» **Work task 1**
In the passage on smoking, rewrite the paragraph beginning "Somewhere in the past 20 years" more briefly, keeping its main facts.
» **Work task 2**
Reproduce the passage on smoking word for word, from "Somewhere in the" to "understanding of freedom.".

» **Supplied passage**
Segment Open

Cigarettes – and the myriad rituals and gestures that accompany smoking – have been an important vehicle for the transmission of meaning and characterisation in films. The on-screen affair between Bogart and Lauren Bacall in To Have or Have Not developed with the cigarette as a romantic prop and a sexual fetish. In Tony Harrison's modern interpretation of the Prometheus legend, the heat and light that the smoker conjures into being serves as a token of the human impulse to invention and ingenuity. Or smoking can simply be a tribute to the joy of being alive. Asked by a Newsweek reporter what was the most important thing in his life, the existential smoker Jean-Paul Sartre grumbled: "I don't know. Everything. Living. Smoking."

Somewhere in the past 20 years our love affair with the smoker has turned sour. It will finally end in acrimonious divorce on 1 July 2007, when smoking will be banned in almost any of England's public places. Remember the busybody who coughed theatrically when you lit up? Most of us took no notice. But now he's back, he's brought all his friends and together they want to save us from ourselves. After 1 July 2007, our pubs and clubs will be full of these people, celebrating their brilliant progressive victory in saving us from ourselves. If we are to fight back, we need to know something about what freedom is, because my preference for a cigarette forms part of a class of desires that, when taken together, play an important and highly contested role in our understanding of freedom.

Segment Closed

» **Provided data**
Segment Open

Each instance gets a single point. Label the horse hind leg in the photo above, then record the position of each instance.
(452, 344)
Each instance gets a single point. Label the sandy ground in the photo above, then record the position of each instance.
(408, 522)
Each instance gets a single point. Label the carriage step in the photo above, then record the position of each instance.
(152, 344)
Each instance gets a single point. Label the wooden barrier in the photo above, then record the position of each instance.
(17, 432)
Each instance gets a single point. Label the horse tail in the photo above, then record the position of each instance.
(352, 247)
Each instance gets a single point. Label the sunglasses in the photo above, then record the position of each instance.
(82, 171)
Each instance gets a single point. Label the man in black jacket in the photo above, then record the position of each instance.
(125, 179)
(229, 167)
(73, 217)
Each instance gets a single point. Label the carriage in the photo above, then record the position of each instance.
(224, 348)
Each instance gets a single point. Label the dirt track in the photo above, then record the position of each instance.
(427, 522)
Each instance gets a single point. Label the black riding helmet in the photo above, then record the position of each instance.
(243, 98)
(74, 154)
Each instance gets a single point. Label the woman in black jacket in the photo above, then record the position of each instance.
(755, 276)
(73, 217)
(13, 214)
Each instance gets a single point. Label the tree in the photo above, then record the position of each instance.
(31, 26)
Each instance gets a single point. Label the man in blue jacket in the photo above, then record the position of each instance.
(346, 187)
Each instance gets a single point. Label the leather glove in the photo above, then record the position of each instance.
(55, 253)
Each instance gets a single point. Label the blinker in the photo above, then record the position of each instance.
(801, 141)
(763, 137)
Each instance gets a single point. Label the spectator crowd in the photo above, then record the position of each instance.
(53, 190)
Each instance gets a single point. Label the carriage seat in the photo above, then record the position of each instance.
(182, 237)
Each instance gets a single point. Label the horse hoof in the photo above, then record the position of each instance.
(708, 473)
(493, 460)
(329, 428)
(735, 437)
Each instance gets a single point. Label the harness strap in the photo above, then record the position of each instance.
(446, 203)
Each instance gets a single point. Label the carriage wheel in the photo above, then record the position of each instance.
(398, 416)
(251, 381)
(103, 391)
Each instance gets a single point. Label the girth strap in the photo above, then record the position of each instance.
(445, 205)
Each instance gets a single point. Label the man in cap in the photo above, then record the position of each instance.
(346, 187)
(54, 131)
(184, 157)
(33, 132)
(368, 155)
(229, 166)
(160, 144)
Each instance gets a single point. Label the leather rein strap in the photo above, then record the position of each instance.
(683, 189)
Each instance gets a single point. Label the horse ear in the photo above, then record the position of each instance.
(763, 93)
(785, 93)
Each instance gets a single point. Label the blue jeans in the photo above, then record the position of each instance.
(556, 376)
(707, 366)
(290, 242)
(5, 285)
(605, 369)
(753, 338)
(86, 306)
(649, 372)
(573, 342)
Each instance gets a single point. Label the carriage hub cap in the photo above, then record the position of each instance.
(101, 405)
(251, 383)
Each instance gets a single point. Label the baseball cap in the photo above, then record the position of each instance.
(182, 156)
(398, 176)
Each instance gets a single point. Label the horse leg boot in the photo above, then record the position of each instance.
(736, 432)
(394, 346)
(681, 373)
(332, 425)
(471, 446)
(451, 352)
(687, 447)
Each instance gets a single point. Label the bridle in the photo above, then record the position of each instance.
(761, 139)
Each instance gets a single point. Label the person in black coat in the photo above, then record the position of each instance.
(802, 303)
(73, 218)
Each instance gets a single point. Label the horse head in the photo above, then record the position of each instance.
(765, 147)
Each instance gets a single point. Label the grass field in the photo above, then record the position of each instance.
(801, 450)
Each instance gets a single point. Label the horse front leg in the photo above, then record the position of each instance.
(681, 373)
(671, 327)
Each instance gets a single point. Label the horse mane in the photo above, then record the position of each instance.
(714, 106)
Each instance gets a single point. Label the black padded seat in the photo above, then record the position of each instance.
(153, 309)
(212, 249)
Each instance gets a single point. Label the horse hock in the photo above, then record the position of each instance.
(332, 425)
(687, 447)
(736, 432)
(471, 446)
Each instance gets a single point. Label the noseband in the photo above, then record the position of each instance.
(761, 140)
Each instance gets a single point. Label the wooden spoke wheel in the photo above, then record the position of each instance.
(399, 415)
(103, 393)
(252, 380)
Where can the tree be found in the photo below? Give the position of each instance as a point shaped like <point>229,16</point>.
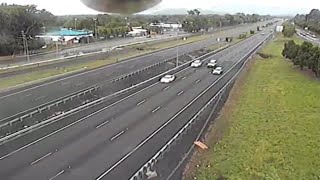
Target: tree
<point>289,30</point>
<point>191,12</point>
<point>15,19</point>
<point>196,12</point>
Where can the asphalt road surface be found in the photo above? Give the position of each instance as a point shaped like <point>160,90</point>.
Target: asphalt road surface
<point>114,143</point>
<point>95,47</point>
<point>308,37</point>
<point>26,98</point>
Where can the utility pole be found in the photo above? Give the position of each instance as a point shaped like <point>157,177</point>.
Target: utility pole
<point>25,46</point>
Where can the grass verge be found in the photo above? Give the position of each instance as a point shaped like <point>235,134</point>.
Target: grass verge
<point>269,127</point>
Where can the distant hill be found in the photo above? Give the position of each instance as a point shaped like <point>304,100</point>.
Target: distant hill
<point>178,11</point>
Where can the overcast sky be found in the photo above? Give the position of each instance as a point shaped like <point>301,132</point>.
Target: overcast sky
<point>63,7</point>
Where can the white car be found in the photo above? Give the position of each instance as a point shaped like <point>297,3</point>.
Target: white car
<point>217,71</point>
<point>196,63</point>
<point>212,64</point>
<point>167,79</point>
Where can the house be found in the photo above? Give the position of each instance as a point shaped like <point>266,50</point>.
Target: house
<point>137,31</point>
<point>66,36</point>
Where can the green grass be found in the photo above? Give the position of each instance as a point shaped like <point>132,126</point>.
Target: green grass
<point>274,129</point>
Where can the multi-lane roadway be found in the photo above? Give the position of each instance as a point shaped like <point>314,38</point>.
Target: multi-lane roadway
<point>306,35</point>
<point>116,141</point>
<point>22,99</point>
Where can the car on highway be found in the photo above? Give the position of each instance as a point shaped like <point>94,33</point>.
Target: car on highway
<point>167,79</point>
<point>212,63</point>
<point>217,71</point>
<point>196,63</point>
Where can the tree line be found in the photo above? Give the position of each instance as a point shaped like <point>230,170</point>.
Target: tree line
<point>25,22</point>
<point>17,21</point>
<point>310,21</point>
<point>305,55</point>
<point>195,22</point>
<point>289,29</point>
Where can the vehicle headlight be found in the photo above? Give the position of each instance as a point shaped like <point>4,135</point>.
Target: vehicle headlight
<point>121,6</point>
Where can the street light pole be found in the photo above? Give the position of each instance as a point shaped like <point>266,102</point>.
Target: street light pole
<point>75,23</point>
<point>95,28</point>
<point>177,62</point>
<point>25,46</point>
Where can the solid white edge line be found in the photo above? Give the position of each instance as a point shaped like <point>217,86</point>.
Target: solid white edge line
<point>65,127</point>
<point>166,88</point>
<point>86,72</point>
<point>168,122</point>
<point>180,93</point>
<point>116,136</point>
<point>102,124</point>
<point>43,157</point>
<point>141,102</point>
<point>157,109</point>
<point>55,176</point>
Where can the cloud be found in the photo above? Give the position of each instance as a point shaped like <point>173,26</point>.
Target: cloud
<point>62,7</point>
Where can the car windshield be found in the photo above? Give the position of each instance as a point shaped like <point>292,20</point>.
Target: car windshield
<point>129,89</point>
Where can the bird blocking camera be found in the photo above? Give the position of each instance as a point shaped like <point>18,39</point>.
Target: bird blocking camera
<point>120,6</point>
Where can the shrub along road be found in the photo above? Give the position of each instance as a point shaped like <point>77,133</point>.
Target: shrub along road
<point>271,127</point>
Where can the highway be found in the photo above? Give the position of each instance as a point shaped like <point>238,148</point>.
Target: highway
<point>22,99</point>
<point>115,142</point>
<point>89,48</point>
<point>308,37</point>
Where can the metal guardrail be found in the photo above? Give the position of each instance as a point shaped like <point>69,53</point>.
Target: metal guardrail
<point>91,53</point>
<point>150,164</point>
<point>95,102</point>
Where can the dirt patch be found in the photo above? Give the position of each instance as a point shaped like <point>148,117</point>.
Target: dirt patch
<point>220,127</point>
<point>306,72</point>
<point>264,56</point>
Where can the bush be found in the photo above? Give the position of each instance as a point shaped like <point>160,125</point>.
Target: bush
<point>288,30</point>
<point>242,35</point>
<point>305,55</point>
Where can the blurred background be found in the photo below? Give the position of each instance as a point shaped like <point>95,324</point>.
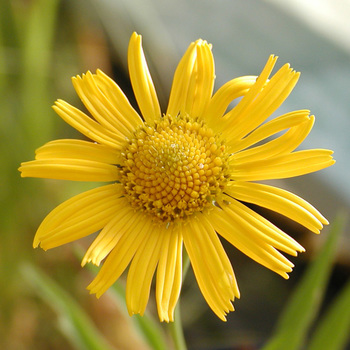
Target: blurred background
<point>45,42</point>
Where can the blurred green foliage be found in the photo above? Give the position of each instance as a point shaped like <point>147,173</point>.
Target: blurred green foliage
<point>42,44</point>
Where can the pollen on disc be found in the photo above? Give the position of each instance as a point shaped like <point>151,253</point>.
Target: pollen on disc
<point>174,168</point>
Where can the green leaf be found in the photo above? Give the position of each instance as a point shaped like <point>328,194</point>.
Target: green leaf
<point>37,43</point>
<point>303,306</point>
<point>333,330</point>
<point>73,321</point>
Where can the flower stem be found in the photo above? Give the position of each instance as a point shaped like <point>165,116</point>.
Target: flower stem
<point>176,329</point>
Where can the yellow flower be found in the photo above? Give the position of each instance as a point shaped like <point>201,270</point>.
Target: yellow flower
<point>179,178</point>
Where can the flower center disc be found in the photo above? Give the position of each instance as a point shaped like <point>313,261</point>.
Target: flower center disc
<point>173,169</point>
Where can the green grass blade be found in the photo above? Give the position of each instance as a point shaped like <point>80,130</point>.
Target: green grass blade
<point>73,321</point>
<point>37,45</point>
<point>334,329</point>
<point>304,304</point>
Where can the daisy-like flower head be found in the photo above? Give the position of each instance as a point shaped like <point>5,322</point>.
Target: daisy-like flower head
<point>179,178</point>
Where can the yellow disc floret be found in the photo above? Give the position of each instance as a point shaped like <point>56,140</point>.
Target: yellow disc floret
<point>174,168</point>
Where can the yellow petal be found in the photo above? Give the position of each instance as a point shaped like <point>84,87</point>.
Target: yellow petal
<point>141,272</point>
<point>121,255</point>
<point>78,149</point>
<point>280,201</point>
<point>79,216</point>
<point>70,169</point>
<point>181,81</point>
<point>270,128</point>
<point>88,127</point>
<point>201,82</point>
<point>285,143</point>
<point>126,113</point>
<point>141,81</point>
<point>214,273</point>
<point>100,107</point>
<point>224,96</point>
<point>260,228</point>
<point>119,225</point>
<point>261,105</point>
<point>239,112</point>
<point>237,234</point>
<point>283,166</point>
<point>169,274</point>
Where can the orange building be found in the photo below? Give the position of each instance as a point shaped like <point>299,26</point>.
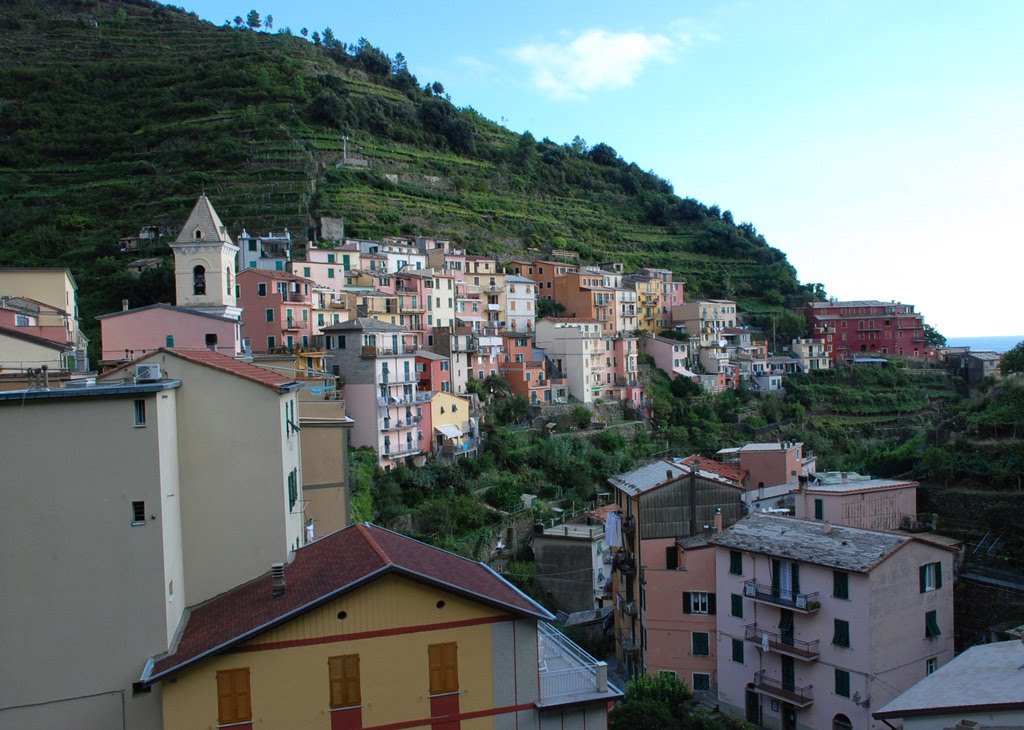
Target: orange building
<point>369,629</point>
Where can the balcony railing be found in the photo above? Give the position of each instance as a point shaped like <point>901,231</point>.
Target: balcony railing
<point>781,644</point>
<point>802,602</point>
<point>799,696</point>
<point>568,673</point>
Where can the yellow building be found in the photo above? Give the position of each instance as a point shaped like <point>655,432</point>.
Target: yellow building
<point>369,629</point>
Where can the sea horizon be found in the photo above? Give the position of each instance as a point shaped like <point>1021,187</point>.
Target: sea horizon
<point>995,343</point>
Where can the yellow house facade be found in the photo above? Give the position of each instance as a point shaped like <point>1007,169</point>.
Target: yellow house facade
<point>369,629</point>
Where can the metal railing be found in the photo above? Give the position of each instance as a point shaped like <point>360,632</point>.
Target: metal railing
<point>566,669</point>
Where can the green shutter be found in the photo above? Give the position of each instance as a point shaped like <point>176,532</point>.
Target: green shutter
<point>737,651</point>
<point>843,683</point>
<point>841,585</point>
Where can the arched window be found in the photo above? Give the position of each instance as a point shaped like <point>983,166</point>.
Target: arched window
<point>199,281</point>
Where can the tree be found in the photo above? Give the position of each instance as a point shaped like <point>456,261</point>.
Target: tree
<point>1013,361</point>
<point>933,337</point>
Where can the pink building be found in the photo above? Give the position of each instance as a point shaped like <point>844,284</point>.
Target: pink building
<point>820,623</point>
<point>130,334</point>
<point>278,309</point>
<point>846,498</point>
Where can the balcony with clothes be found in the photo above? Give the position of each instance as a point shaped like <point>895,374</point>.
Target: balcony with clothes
<point>569,675</point>
<point>784,689</point>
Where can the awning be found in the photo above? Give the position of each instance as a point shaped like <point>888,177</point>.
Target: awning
<point>450,431</point>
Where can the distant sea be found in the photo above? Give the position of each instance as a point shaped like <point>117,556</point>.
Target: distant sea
<point>996,344</point>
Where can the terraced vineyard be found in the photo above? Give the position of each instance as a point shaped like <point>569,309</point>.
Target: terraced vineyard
<point>115,115</point>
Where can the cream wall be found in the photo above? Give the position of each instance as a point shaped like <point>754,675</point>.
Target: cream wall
<point>290,685</point>
<point>233,468</point>
<point>84,591</point>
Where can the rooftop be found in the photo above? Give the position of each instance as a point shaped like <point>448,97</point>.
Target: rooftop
<point>322,571</point>
<point>985,678</point>
<point>844,548</point>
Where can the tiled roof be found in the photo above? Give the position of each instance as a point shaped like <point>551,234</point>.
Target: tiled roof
<point>842,548</point>
<point>324,570</point>
<point>726,471</point>
<point>218,361</point>
<point>170,307</point>
<point>205,218</point>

Segment Closed

» **Task output 1**
Over the past 20 years, affection for the smoker has turned sour, and it will end on 1 July 2007, when smoking will be banned in almost any of England's public places. The busybody who once coughed theatrically when someone lit up, and whom most people ignored, is back with his friends, wanting to save us from ourselves. After the ban, pubs and clubs will be full of such people celebrating their victory. To fight back, we need to understand what freedom is, because a preference for a cigarette belongs to a class of desires that play an important and highly contested role in our understanding of freedom.

» **Task output 2**
Somewhere in the past 20 years our love affair with the smoker has turned sour. It will finally end in acrimonious divorce on 1 July 2007, when smoking will be banned in almost any of England's public places. Remember the busybody who coughed theatrically when you lit up? Most of us took no notice. But now he's back, he's brought all his friends and together they want to save us from ourselves. After 1 July 2007, our pubs and clubs will be full of these people, celebrating their brilliant progressive victory in saving us from ourselves. If we are to fight back, we need to know something about what freedom is, because my preference for a cigarette forms part of a class of desires that, when taken together, play an important and highly contested role in our understanding of freedom.